(VORLIEGENDER TEXT):
● ● ● ● ●
Mit dem Verlust der Erfahrung von Chronologie und Raumzeit verlieren wir also auch unser Bewusstsein für Ursache-Wirkungs-Verkettungen und dadurch auch die Fähigkeit, einem langwierigen, komplexen argumentativen Aufbau zu folgen. Durch diesen Verlust des Gefühls für Dauer und Vergangenheit, für Ursache und Wirkung, wird auch die Fähigkeit, neues Wissen zu generieren stark beschädigt.
Alles was bleibt ist die makellose Gegenwart des Konsums sich ständig anbietender, leicht verdaulicher Informationshäppchen, die ohne Kontextualisierung sogleich wieder im digitalen Nirvana verschwinden.

Der daraus resultierenden herabgesetzten Aufmerksamkeitsspanne entsprechend, hat Benedikt Brockmann den installativen Teil der vorliegenden Ausstellung in Form plakativer, visueller Metaphern gestaltet.
Im Zentrum sehen wir den Torso einer Schaufensterpuppe, die auf einen umgebauten Staubsauger-Roboter montiert ist. Dem Torso fehlen die Arme und Hände, also die prominentesten Werkzeuge des Menschen zu handeln. Die Herkunft der Schaufensterpuppe aus der Sphäre ökonomischer Zurschaustellung verweist wiederum auf die Bedeutung des Ausstellungswertes auf den, laut Byung-Chul Han, der einzelne Nutzer sozialer Netzwerke reduziert wird und sich selbst reduziert. Denn das Dunkle, Verworrene und Negative seiner Identität ist nicht schnell und einfach konsumerabel, weshalb es ausgeblendet wird.
● ● ● ● ●
Datensätze aus einer Datensammlung:
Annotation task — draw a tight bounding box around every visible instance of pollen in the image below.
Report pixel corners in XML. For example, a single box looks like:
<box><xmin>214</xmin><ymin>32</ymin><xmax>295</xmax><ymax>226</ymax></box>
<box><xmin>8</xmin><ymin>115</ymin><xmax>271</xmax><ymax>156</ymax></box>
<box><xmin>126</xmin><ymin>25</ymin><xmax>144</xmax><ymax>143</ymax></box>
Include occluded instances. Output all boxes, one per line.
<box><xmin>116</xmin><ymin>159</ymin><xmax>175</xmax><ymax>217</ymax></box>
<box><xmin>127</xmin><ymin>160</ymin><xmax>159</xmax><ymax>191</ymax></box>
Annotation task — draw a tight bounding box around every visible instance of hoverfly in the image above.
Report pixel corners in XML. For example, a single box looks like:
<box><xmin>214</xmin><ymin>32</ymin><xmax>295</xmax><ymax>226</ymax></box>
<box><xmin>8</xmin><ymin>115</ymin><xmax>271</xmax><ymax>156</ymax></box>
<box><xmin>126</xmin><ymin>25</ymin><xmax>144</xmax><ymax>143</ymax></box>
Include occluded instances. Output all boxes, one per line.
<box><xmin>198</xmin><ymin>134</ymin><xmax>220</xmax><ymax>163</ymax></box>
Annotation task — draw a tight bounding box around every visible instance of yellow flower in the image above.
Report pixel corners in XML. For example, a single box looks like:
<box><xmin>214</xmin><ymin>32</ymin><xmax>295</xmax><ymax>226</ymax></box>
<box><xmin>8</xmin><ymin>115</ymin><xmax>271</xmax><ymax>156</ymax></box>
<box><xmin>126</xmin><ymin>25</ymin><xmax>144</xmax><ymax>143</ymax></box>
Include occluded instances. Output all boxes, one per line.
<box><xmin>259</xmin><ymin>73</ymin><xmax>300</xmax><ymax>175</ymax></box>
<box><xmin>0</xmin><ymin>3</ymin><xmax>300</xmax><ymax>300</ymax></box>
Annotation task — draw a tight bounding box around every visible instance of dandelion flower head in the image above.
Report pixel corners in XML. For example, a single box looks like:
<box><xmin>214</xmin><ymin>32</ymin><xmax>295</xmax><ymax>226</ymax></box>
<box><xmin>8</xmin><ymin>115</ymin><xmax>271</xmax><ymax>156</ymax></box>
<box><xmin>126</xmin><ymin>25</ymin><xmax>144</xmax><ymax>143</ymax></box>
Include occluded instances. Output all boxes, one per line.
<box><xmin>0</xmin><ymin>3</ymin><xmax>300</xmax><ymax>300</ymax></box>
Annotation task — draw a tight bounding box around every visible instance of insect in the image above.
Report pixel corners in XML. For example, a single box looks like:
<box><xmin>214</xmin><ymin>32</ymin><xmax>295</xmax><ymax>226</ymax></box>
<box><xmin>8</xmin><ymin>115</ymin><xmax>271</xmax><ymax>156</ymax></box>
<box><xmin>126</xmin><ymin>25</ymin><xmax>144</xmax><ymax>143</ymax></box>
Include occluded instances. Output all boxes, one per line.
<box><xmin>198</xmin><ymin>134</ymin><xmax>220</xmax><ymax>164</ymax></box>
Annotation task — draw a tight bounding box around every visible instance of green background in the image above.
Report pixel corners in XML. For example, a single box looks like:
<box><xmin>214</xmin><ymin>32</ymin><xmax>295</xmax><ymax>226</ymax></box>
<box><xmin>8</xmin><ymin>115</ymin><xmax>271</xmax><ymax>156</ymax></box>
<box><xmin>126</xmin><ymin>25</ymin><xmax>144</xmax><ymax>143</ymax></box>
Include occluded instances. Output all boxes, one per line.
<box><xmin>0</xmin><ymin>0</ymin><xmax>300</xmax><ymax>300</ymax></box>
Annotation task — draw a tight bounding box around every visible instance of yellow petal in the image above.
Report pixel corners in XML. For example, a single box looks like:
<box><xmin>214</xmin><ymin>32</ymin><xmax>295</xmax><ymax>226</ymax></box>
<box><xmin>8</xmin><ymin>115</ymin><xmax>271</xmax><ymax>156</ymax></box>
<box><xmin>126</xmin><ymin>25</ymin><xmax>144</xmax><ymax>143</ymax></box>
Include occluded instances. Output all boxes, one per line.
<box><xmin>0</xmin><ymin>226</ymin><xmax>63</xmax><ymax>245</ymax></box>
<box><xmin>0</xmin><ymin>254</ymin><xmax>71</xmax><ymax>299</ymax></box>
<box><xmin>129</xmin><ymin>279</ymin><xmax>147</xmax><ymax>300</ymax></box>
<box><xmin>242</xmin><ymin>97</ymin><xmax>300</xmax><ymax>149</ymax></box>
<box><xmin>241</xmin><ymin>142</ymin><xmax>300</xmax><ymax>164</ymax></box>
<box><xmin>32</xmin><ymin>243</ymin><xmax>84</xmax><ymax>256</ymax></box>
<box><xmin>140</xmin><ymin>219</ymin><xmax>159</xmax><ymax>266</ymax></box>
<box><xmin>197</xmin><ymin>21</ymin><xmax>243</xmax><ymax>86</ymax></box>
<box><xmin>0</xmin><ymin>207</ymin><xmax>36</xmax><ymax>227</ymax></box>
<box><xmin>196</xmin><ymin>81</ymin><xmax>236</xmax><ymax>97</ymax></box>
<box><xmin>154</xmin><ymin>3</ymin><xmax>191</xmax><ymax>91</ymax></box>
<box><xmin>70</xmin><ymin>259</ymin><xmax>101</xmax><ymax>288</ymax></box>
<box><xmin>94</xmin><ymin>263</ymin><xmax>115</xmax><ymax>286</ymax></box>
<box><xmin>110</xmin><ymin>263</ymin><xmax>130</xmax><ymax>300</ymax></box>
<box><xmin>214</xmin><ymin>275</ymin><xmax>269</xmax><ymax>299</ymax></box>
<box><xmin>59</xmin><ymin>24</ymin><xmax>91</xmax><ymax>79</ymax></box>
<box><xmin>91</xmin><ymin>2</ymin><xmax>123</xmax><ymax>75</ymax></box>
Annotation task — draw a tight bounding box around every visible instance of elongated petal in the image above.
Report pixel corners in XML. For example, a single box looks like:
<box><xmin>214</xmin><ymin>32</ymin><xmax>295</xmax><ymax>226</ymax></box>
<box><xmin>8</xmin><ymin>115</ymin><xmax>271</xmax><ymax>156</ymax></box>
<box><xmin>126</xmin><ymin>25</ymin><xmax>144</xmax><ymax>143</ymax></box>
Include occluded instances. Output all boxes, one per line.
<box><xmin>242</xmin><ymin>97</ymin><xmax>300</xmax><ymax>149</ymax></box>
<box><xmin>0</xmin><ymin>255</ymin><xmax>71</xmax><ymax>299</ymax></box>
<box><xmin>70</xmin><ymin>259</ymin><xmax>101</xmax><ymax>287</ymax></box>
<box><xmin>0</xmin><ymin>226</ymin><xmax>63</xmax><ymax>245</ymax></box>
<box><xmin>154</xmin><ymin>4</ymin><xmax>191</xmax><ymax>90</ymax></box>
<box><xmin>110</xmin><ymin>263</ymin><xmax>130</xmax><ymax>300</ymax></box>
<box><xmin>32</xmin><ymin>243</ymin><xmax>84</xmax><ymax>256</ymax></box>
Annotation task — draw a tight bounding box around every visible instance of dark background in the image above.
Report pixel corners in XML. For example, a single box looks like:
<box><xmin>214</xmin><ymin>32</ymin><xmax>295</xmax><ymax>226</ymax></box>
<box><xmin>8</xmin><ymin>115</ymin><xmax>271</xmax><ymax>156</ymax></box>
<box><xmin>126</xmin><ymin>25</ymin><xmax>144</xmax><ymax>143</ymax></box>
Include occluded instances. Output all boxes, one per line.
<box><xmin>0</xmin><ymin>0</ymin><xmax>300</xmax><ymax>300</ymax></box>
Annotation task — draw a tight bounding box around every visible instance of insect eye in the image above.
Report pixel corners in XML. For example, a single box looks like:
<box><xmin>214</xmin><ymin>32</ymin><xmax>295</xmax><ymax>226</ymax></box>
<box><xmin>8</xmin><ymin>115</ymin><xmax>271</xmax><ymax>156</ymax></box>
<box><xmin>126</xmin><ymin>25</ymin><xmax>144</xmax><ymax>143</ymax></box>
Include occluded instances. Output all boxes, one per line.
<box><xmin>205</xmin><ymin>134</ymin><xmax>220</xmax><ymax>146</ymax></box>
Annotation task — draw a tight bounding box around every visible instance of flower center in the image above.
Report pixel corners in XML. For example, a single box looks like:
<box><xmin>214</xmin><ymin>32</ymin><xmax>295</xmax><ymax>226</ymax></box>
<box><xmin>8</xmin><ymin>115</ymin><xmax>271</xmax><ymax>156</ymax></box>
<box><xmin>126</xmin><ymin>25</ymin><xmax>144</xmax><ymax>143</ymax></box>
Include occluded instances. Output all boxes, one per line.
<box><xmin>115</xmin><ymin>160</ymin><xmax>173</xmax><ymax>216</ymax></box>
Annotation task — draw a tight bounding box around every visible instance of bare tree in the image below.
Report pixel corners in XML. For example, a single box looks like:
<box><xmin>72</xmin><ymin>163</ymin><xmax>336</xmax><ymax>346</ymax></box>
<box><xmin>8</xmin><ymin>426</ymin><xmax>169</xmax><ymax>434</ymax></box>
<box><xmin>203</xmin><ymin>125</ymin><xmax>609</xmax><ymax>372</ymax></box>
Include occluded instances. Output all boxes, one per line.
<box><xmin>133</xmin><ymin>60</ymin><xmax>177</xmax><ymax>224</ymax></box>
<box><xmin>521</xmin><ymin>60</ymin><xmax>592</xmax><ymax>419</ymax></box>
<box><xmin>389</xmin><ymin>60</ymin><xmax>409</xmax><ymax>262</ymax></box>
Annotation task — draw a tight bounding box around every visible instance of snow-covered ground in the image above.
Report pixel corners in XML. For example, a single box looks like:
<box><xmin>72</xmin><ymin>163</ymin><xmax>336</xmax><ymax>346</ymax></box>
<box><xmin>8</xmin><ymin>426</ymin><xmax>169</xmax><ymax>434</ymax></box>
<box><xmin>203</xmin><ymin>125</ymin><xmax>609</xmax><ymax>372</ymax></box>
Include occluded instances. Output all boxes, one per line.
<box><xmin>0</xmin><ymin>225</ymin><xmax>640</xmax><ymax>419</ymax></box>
● ● ● ● ●
(AUFGABEN):
a - Übersetze diesen Satz aus dem Text zur Ausstellung ins Englische: „Im Zentrum sehen wir den Torso einer Schaufensterpuppe, die auf einen umgebauten Staubsauger-Roboter montiert ist.“
b - Zitiere aus dem Text zur Ausstellung die Stelle von „Im Zentrum sehen“ bis einschließlich „es ausgeblendet wird.“.
Die Datensätze braucht man hier nicht.

(LÖSUNGEN):
a - At the center we see the torso of a mannequin mounted on a converted robot vacuum cleaner.

b -
Im Zentrum sehen wir den Torso einer Schaufensterpuppe, die auf einen umgebauten Staubsauger-Roboter montiert ist. Dem Torso fehlen die Arme und Hände, also die prominentesten Werkzeuge des Menschen zu handeln. Die Herkunft der Schaufensterpuppe aus der Sphäre ökonomischer Zurschaustellung verweist wiederum auf die Bedeutung des Ausstellungswertes auf den, laut Byung-Chul Han, der einzelne Nutzer sozialer Netzwerke reduziert wird und sich selbst reduziert. Denn das Dunkle, Verworrene und Negative seiner Identität ist nicht schnell und einfach konsumerabel, weshalb es ausgeblendet wird.